═══ 提示された文章
ベチューン(読み)べちゅーん(英語表記)Noman Bethune

日本大百科全書(ニッポニカ) 「ベチューン」の意味・わかりやすい解説

ベチューン
べちゅーん
Noman Bethune
(1890―1939)

カナダ出身の医師。トロントの生まれ。第一次世界大戦に軍医として参加、復員後小児科医となるが、肺結核療養を経て胸部外科専攻、1935年アメリカ胸部外科学会の正会員となる。同年、当時のソ連の医療事情を調査、1936年カナダ共産党に入る。同年スペイン内戦に人民戦線側の軍医として参加した。1938年1月、中国援助評議会、アメリカ平和民主主義擁護連盟の後援を得て中国に渡り、4月延安に入る。以後、晋察冀(しんさつき)辺区衛生顧問として八路軍に従軍し、1939年11月殉職するまで、前線での治療、病院建設、医師・看護師の養成に大きな貢献をした。毛沢東は彼の国際主義の精神を称えて『ベチューンを記念する』を書き、彼が創始した医学校と病院は、1952年石家荘(せきかそう)に移され、ノーマン・ベチューン国際平和病院となった。カナダ政府は1972年、彼を「国家的、歴史的に重要な」カナダ人に指定した。
══════
═══ 抽出資料
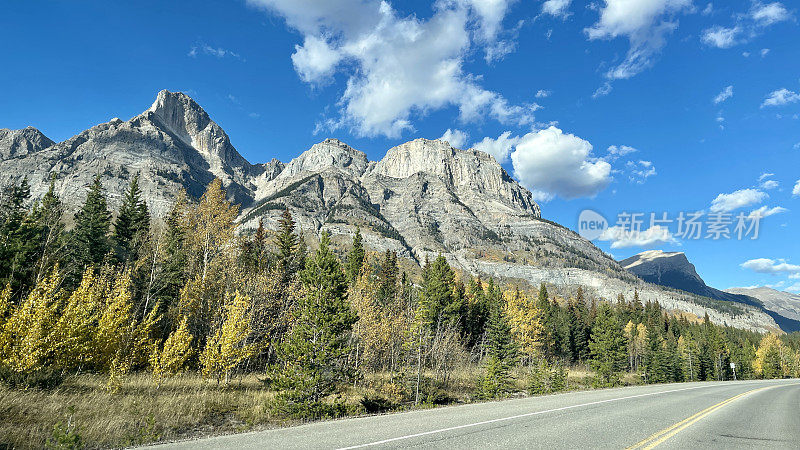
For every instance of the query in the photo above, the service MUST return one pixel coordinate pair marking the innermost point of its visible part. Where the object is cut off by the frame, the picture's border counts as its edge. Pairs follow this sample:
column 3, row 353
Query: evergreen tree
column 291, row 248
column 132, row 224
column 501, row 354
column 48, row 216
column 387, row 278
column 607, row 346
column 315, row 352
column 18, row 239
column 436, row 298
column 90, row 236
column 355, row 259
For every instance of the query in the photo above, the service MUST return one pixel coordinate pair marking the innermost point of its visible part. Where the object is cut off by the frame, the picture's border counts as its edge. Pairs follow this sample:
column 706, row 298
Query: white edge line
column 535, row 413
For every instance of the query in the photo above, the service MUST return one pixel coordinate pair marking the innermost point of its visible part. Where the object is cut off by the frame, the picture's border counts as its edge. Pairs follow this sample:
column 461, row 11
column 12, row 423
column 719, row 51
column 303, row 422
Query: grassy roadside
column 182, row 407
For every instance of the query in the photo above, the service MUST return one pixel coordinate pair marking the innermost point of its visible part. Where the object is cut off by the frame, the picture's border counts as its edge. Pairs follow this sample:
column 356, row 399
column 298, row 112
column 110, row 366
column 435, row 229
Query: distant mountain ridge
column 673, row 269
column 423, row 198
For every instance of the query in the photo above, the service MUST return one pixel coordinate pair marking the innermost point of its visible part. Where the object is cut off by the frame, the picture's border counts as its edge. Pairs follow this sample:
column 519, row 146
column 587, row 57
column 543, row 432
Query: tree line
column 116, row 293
══════
═══ 抽出資料
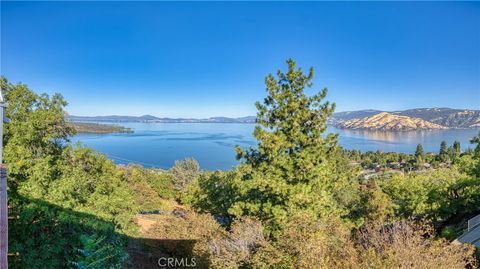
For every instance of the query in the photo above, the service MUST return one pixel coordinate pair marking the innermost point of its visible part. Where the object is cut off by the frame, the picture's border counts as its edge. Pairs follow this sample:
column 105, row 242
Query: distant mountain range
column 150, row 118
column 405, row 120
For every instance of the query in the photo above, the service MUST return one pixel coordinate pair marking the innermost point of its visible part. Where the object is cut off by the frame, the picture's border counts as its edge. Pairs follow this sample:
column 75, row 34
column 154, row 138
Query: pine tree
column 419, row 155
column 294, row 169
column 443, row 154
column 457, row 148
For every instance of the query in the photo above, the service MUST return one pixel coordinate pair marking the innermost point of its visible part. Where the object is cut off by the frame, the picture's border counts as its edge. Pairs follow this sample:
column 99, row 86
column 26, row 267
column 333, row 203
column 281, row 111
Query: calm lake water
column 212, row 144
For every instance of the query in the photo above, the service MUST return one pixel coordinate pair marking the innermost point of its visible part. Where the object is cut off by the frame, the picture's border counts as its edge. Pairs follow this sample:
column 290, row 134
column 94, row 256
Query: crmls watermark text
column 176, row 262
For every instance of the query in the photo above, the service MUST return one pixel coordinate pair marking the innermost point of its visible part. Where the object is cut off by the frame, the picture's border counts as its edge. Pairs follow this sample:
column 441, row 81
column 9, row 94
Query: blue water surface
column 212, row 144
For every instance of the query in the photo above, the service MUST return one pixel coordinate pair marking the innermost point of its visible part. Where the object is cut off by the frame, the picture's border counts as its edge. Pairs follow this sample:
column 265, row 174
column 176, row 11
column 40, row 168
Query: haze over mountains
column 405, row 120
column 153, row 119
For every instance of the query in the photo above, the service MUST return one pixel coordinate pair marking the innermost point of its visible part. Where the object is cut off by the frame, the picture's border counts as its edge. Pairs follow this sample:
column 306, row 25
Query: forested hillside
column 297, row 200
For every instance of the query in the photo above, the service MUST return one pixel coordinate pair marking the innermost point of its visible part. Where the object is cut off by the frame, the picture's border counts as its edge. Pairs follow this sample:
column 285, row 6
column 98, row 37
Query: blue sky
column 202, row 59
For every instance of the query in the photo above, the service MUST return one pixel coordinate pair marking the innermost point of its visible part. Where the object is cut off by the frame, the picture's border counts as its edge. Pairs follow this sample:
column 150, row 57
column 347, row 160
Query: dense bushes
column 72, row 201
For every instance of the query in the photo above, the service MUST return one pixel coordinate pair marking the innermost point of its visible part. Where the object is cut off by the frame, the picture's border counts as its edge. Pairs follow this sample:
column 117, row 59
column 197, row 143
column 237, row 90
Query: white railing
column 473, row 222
══════
═══ 抽出資料
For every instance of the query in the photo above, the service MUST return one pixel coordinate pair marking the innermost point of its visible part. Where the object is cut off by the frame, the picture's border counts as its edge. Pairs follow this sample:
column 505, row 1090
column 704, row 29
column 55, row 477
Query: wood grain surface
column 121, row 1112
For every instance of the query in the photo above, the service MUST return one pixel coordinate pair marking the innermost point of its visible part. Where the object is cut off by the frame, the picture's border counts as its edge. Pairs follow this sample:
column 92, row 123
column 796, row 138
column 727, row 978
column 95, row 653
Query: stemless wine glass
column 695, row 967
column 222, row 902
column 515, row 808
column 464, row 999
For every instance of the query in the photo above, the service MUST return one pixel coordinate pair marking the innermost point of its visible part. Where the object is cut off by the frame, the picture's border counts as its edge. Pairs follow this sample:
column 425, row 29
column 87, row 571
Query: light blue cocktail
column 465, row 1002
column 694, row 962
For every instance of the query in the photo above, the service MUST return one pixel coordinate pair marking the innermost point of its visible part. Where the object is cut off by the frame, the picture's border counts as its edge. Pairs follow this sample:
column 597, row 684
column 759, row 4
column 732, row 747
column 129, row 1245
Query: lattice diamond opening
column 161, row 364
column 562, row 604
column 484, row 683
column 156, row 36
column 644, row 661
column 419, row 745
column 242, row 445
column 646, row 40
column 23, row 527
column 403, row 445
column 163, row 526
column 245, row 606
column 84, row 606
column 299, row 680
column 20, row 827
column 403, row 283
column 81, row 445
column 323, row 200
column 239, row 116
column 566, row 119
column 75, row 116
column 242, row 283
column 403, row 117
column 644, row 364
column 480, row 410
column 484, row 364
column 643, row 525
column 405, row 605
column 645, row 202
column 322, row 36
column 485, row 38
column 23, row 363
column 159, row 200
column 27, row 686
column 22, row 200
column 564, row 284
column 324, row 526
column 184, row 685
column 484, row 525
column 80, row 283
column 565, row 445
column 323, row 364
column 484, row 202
══════
* [課題の目的]:
ベチューンの解説のうち、「日本大百科全書(ニッポニカ) 「ベチューン」の意味・わかりやすい解説」から始めて「重要な」カナダ人に指定した。」まで続く部分を、一字も変えずに書き写すこと。

* [結果は以下]:
日本大百科全書(ニッポニカ) 「ベチューン」の意味・わかりやすい解説

ベチューン
べちゅーん
Noman Bethune
(1890―1939)

カナダ出身の医師。トロントの生まれ。第一次世界大戦に軍医として参加、復員後小児科医となるが、肺結核療養を経て胸部外科専攻、1935年アメリカ胸部外科学会の正会員となる。同年、当時のソ連の医療事情を調査、1936年カナダ共産党に入る。同年スペイン内戦に人民戦線側の軍医として参加した。1938年1月、中国援助評議会、アメリカ平和民主主義擁護連盟の後援を得て中国に渡り、4月延安に入る。以後、晋察冀(しんさつき)辺区衛生顧問として八路軍に従軍し、1939年11月殉職するまで、前線での治療、病院建設、医師・看護師の養成に大きな貢献をした。毛沢東は彼の国際主義の精神を称えて『ベチューンを記念する』を書き、彼が創始した医学校と病院は、1952年石家荘(せきかそう)に移され、ノーマン・ベチューン国際平和病院となった。カナダ政府は1972年、彼を「国家的、歴史的に重要な」カナダ人に指定した。